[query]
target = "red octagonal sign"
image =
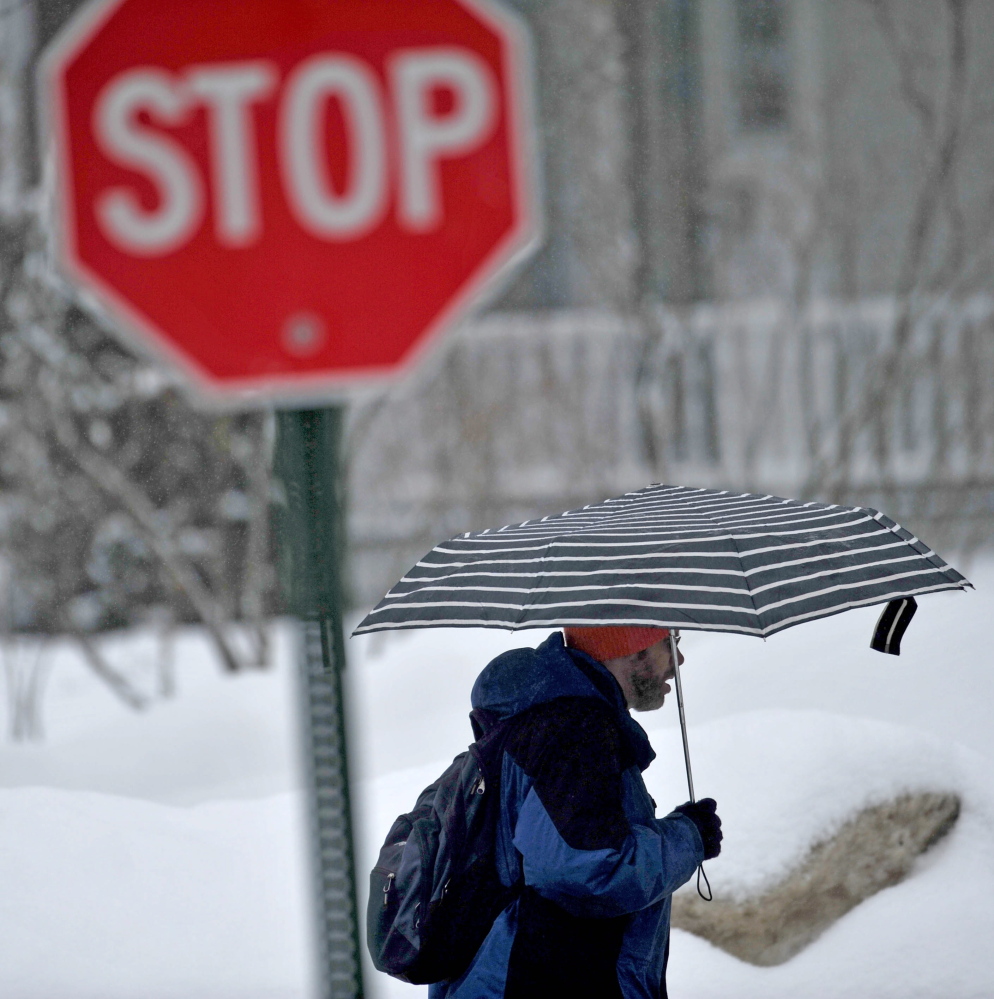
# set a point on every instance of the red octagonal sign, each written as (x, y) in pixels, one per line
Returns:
(293, 196)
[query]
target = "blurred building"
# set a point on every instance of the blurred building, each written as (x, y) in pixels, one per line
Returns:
(767, 266)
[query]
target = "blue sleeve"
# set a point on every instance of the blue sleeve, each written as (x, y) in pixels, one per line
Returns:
(652, 862)
(585, 839)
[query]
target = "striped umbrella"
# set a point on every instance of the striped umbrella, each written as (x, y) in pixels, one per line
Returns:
(668, 556)
(674, 557)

- _Directions for this task_
Reproduce every record in full. Leave out the images.

- _Response below_
[query]
target = "red octagonal sign"
image =
# set a point on every instance of the red octagonal sign, each written as (x, y) in pixels, one per line
Returns:
(293, 196)
[query]
target = "blurred building"
# set a point on every instance of the blurred building, each written as (x, y) in pixels, one per line
Returns:
(767, 266)
[query]
target = "blue sleeve"
# set a point on every instance of the blue sleeve, each written as (x, y) in pixels, one per line
Returns:
(652, 862)
(585, 839)
[query]
target = "striped umbrella"
# set a point on every instance of the striped umbrella, each written as (x, y) in pixels, one per line
Returns:
(668, 556)
(674, 557)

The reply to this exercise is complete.